- [Task details]:
Here are some entries. Repeat all of them exactly.

- [Source data]:
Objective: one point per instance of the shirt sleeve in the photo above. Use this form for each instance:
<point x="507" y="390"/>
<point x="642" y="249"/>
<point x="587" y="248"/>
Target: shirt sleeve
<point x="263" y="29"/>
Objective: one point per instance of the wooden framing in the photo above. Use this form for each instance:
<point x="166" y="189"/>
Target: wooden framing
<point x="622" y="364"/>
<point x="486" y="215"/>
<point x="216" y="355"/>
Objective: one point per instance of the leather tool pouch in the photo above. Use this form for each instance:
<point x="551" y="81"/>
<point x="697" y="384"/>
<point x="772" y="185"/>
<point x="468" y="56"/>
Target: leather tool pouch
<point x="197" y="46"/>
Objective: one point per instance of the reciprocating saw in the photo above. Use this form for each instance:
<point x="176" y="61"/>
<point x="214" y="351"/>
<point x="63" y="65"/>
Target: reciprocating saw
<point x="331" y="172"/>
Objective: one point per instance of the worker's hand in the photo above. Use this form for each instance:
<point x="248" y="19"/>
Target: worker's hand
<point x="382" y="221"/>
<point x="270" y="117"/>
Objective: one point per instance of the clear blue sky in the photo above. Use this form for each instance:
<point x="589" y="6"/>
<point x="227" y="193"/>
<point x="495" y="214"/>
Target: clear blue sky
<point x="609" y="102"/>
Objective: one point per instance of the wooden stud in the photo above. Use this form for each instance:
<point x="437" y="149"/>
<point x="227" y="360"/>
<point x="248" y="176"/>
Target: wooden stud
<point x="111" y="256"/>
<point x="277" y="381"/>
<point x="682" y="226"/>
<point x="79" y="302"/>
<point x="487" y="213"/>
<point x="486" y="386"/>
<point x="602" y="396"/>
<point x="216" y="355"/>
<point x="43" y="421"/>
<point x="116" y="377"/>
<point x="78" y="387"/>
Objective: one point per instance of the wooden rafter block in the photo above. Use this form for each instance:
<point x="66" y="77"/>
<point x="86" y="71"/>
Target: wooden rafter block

- [Result]:
Objective: one point per instance of the shirt sleeve in the photo above. Use this form for each instance:
<point x="507" y="390"/>
<point x="642" y="249"/>
<point x="587" y="248"/>
Target: shirt sleeve
<point x="263" y="29"/>
Objective: one point per instance of the wooden framing in the photo above. Use this form for each instance:
<point x="166" y="189"/>
Target: wooden framing
<point x="622" y="364"/>
<point x="486" y="215"/>
<point x="216" y="355"/>
Objective: one point per instance of the leather tool pouch in the photo above. Use this form for each instance:
<point x="551" y="81"/>
<point x="697" y="384"/>
<point x="772" y="185"/>
<point x="468" y="56"/>
Target: leather tool pouch
<point x="197" y="46"/>
Objective: one point per instance of the reciprocating saw in the photo above. Use this form for each instance:
<point x="176" y="61"/>
<point x="214" y="351"/>
<point x="63" y="65"/>
Target: reciprocating saw
<point x="331" y="172"/>
Objective: one point per instance of the worker's hand in the photo above. Use this form for each instance:
<point x="248" y="19"/>
Target: worker's hand
<point x="382" y="221"/>
<point x="270" y="117"/>
Objective: one point per instance of the clear blue sky in the photo above. Use this form for each instance:
<point x="589" y="6"/>
<point x="227" y="193"/>
<point x="495" y="214"/>
Target: clear blue sky
<point x="609" y="102"/>
Objective: one point per instance of the wooden stud in the photo above. Use this form for each instance:
<point x="437" y="149"/>
<point x="227" y="360"/>
<point x="248" y="176"/>
Target: wooden stud
<point x="111" y="256"/>
<point x="277" y="381"/>
<point x="682" y="226"/>
<point x="79" y="302"/>
<point x="487" y="213"/>
<point x="486" y="386"/>
<point x="602" y="396"/>
<point x="216" y="355"/>
<point x="43" y="421"/>
<point x="116" y="377"/>
<point x="78" y="387"/>
Objective: one point per instance of the wooden rafter block in the photo above. Use this form for each instance:
<point x="66" y="77"/>
<point x="86" y="71"/>
Target: wooden rafter block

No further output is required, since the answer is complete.